Russia: Youth revolt against Putin

    Socialist Alternative (CWI Russia) reporters

    As the clock moved across Russia’s nine time-zones, in nearly one hundred cities, beginning with the far-eastern cities of Vladivostok, Khabarovsk and Komsomolsk-na-Amur, hundreds and sometimes thousands turned out for illegal demonstrations, to protest at the corruption of the ruling elite.

    They were met by riot police who arrested hundreds. Protests took place in cities where such opposition would not be expected, such as in the north Caucasus, in Krasnodar and also Dagestan. There were even small protests in Simferopol and Sevastopol, the Crimea’s two major cities.

    In St Petersburg 10,000 to 15,000 flooded the Winter Palace courtyard. The police reports over 130 were arrested. In Moscow, another 15,000 flooded the city’s main street, Tverskoi prospect, which leads to the Kremlin. The Moscow police and riot police did not hold back. By evening, over 1,030 people were sitting in the city’s police cells. There were many reports of people being beaten.

    The official Russian media completely ignored these events. But afterwards, political commentators are drawing comparisons with the protests that rocked Moscow five years ago, against fraudulent election results. The media almost breathe a sigh of relief, when claiming that, as then, the regime will ride out the protests.

    But there are very important differences between the current explosion of anger and events five years ago. The 26 March protest was called single-handedly by opposition leader, Alexei Navalny. A lawyer with neoliberal and Russian nationalist views, Navalny became well-known through his blogs against corruption. He has announced he will stand against Putin in next year’s presidential election.

Point localization data
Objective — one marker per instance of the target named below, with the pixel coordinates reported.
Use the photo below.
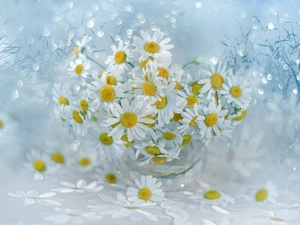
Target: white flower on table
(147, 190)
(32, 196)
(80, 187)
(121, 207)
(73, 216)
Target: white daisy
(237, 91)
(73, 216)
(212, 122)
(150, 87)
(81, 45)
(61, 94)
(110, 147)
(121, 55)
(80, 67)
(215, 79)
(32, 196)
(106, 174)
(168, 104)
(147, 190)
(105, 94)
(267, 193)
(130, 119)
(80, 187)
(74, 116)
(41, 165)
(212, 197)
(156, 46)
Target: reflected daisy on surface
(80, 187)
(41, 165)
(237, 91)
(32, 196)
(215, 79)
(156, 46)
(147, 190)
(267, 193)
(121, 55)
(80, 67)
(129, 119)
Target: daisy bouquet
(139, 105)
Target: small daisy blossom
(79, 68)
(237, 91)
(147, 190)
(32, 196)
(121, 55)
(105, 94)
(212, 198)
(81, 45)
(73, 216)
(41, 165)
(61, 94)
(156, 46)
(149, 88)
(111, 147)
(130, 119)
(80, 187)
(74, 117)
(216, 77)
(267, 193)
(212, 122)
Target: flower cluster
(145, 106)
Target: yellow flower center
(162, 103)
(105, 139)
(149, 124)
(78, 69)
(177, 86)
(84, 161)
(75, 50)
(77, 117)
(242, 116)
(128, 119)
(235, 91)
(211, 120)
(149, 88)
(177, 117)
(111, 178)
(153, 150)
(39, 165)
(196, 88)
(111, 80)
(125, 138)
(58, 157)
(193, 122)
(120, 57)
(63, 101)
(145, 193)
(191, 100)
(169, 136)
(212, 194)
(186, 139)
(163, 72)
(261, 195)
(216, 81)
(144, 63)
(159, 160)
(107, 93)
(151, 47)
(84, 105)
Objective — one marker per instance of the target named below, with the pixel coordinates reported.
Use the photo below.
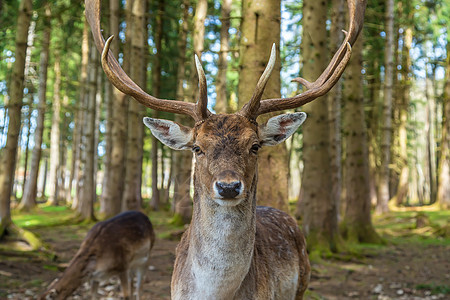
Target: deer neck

--

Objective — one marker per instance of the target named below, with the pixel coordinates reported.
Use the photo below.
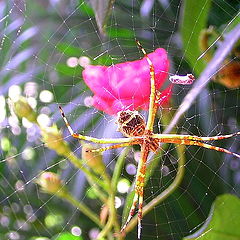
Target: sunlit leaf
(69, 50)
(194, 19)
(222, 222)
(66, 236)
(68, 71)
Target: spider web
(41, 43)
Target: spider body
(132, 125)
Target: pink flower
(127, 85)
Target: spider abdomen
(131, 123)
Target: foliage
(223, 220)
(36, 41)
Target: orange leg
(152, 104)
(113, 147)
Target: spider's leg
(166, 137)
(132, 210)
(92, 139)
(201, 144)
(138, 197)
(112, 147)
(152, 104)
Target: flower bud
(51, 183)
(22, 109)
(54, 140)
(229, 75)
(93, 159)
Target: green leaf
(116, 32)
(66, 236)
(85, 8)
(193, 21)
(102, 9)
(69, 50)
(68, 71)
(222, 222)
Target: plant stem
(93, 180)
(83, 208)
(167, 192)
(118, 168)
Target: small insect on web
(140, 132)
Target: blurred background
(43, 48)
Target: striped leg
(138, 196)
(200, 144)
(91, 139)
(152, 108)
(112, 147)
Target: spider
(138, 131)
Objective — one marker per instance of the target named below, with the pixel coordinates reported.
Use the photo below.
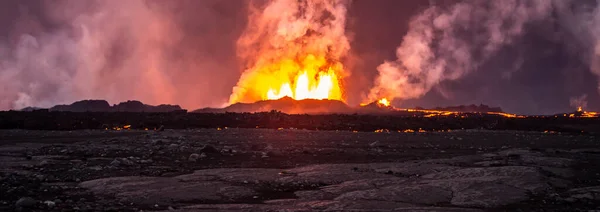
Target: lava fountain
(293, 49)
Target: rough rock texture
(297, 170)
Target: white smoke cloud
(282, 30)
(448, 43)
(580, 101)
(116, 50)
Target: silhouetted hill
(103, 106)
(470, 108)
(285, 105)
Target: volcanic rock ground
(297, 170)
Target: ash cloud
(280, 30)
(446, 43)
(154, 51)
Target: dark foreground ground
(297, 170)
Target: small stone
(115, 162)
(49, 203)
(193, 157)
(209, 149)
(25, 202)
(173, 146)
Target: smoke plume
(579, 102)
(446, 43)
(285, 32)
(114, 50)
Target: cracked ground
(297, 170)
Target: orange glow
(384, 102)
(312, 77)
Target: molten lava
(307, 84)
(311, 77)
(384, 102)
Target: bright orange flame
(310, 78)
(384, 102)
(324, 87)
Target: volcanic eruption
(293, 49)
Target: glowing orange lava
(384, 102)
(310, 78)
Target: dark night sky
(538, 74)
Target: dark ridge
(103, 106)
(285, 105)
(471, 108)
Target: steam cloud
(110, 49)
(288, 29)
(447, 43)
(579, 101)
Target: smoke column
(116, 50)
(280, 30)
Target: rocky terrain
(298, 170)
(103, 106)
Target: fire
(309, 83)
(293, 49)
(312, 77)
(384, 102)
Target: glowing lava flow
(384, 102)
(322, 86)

==

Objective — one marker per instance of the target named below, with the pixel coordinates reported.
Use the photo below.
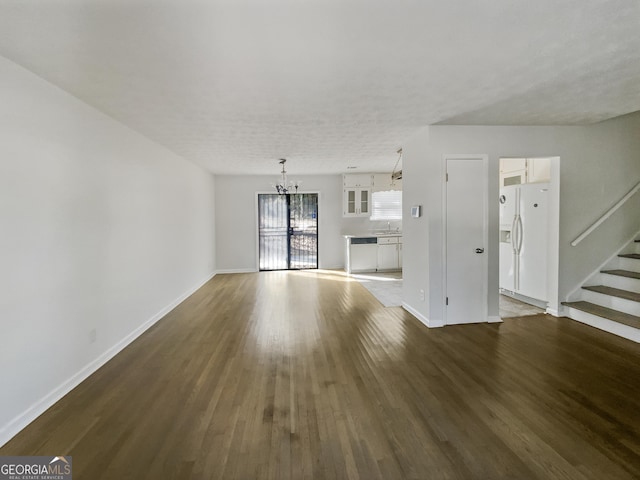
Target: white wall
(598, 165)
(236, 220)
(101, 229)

Required action A.
List every city that the article on the youth protests in Russia names as a place where protests happened.
Required action B.
Using the article on the youth protests in Russia, answer these questions:
(i) How many people were in Moscow's police cells by evening?
(ii) Which street did protesters fill in Moscow?
(iii) Who called the 26 March protest?
Required action C.
Reproduce everything in the article on the youth protests in Russia from "Socialist Alternative (CWI" down to "two major cities.".
The rows have no role here.

Problem solution A.
Vladivostok, Khabarovsk, Komsomolsk-na-Amur, Krasnodar, Simferopol, Sevastopol, St Petersburg, Moscow

Problem solution B.
(i) Over 1,030
(ii) Tverskoi prospect
(iii) Alexei Navalny

Problem solution C.
Socialist Alternative (CWI Russia) reporters

    As the clock moved across Russia’s nine time-zones, in nearly one hundred cities, beginning with the far-eastern cities of Vladivostok, Khabarovsk and Komsomolsk-na-Amur, hundreds and sometimes thousands turned out for illegal demonstrations, to protest at the corruption of the ruling elite.

    They were met by riot police who arrested hundreds. Protests took place in cities where such opposition would not be expected, such as in the north Caucasus, in Krasnodar and also Dagestan. There were even small protests in Simferopol and Sevastopol, the Crimea’s two major cities.